Which lines below contain the word "railway"? Gather each of them and copy it out in full, matching case.

RECORDS:

════

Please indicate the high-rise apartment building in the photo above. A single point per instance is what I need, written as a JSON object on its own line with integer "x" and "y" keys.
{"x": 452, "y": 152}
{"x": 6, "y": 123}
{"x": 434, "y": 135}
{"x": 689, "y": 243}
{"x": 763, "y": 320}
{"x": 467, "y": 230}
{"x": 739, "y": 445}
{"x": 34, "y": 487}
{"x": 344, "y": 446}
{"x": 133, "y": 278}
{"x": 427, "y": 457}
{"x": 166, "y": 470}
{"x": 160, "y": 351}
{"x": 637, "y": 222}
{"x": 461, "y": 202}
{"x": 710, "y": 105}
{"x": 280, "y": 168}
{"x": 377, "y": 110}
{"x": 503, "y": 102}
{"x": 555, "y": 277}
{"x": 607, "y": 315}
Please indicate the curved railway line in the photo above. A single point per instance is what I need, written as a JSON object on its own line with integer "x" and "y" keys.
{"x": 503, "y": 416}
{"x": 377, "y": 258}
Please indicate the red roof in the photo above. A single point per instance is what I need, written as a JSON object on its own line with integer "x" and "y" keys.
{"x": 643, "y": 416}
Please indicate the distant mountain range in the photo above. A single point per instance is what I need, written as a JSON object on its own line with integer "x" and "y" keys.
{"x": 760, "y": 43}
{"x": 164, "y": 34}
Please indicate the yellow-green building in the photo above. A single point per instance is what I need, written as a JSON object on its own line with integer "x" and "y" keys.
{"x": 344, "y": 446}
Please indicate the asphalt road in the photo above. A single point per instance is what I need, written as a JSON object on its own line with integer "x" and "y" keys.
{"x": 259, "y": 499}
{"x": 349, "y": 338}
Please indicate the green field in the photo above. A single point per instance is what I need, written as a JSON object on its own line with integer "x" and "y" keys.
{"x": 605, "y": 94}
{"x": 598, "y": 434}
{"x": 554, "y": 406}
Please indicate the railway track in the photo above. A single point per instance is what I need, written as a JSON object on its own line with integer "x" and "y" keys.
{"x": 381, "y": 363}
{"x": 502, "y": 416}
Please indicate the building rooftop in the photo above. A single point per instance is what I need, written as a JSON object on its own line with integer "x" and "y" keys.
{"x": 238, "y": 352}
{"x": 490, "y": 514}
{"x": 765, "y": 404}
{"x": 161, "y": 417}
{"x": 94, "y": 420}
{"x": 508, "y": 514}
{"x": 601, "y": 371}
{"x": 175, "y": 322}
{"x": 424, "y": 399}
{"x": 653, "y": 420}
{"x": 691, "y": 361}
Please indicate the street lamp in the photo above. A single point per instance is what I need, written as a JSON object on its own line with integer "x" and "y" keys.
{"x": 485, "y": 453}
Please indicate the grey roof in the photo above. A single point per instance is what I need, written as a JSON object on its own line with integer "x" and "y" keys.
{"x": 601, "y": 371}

════

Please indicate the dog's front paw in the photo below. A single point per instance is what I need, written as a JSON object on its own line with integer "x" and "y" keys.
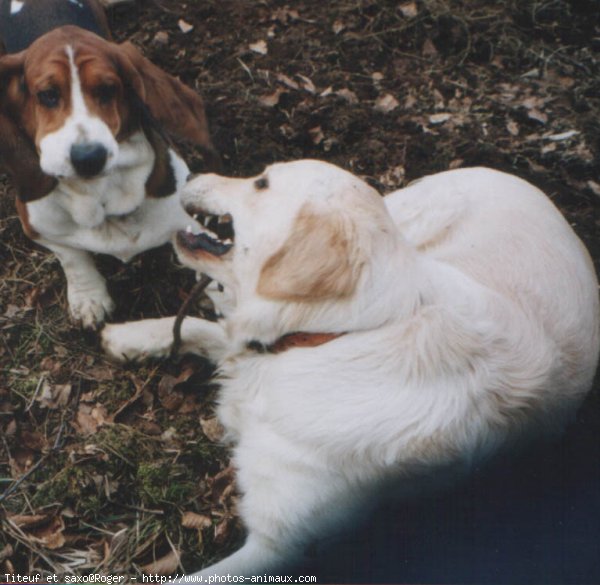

════

THE RESPONSE:
Please indicate the curved railway line in the photo above. A single point per instance is what I need, written as a JSON object on its own line with integer "x" and "y" keys.
Please indicate the railway track in the photo above. A single point per instance is what I need, written as a JSON object on its own line with integer "x" and "y" keys.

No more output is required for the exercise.